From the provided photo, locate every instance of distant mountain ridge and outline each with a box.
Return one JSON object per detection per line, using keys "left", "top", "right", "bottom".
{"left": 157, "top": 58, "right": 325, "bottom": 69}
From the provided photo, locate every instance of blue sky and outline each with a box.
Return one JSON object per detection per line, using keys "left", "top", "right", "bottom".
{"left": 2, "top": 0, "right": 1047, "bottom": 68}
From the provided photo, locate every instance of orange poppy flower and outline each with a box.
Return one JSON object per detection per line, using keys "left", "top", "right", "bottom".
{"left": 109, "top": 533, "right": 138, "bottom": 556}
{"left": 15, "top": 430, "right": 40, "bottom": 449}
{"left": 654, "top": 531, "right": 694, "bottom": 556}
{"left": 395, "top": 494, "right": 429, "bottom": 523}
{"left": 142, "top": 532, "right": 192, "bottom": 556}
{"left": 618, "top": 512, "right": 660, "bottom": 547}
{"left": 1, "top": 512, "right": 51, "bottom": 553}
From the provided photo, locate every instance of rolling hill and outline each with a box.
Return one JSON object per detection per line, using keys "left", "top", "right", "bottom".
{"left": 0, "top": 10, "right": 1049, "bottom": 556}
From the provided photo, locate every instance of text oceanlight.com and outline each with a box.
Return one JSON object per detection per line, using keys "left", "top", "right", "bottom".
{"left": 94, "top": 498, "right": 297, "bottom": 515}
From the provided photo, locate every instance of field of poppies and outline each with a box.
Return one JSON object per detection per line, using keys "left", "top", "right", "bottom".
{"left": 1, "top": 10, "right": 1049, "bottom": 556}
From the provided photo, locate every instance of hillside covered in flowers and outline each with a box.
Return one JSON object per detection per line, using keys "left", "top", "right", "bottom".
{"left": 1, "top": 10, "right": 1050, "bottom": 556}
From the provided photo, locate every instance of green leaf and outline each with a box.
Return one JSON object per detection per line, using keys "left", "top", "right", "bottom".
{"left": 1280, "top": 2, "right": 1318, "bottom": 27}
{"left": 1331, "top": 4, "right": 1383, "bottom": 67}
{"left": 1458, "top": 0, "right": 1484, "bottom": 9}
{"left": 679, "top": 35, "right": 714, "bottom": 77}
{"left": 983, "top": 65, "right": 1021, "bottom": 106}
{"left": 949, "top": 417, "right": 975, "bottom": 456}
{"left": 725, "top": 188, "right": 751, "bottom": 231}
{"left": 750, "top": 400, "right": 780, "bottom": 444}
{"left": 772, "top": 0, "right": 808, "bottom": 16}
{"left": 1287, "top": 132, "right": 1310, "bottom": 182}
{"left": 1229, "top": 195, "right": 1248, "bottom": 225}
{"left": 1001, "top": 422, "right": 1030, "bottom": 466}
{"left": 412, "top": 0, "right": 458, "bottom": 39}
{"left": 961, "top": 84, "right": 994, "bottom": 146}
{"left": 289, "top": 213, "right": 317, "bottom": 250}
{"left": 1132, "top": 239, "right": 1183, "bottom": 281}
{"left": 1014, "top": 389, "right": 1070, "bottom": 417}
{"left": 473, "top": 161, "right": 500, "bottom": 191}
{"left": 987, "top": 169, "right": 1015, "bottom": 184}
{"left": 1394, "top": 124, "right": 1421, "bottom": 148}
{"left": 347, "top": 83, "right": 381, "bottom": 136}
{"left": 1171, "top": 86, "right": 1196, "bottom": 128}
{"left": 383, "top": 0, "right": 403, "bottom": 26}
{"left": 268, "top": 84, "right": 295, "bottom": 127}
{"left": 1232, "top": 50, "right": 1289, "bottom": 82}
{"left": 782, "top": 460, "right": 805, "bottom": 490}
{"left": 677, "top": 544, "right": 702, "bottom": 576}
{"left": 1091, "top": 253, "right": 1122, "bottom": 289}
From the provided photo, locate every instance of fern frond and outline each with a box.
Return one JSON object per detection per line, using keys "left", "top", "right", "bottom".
──────
Task goal: Repeat, exactly, every line from the one containing "From the provided photo, locate every instance of fern" through the final line of the listing above, adding nothing.

Answer for this exercise:
From the provided photo, locate every instance of fern frond and outline each with a box.
Return one JSON object per detection per line, using keys "left", "top", "right", "bottom".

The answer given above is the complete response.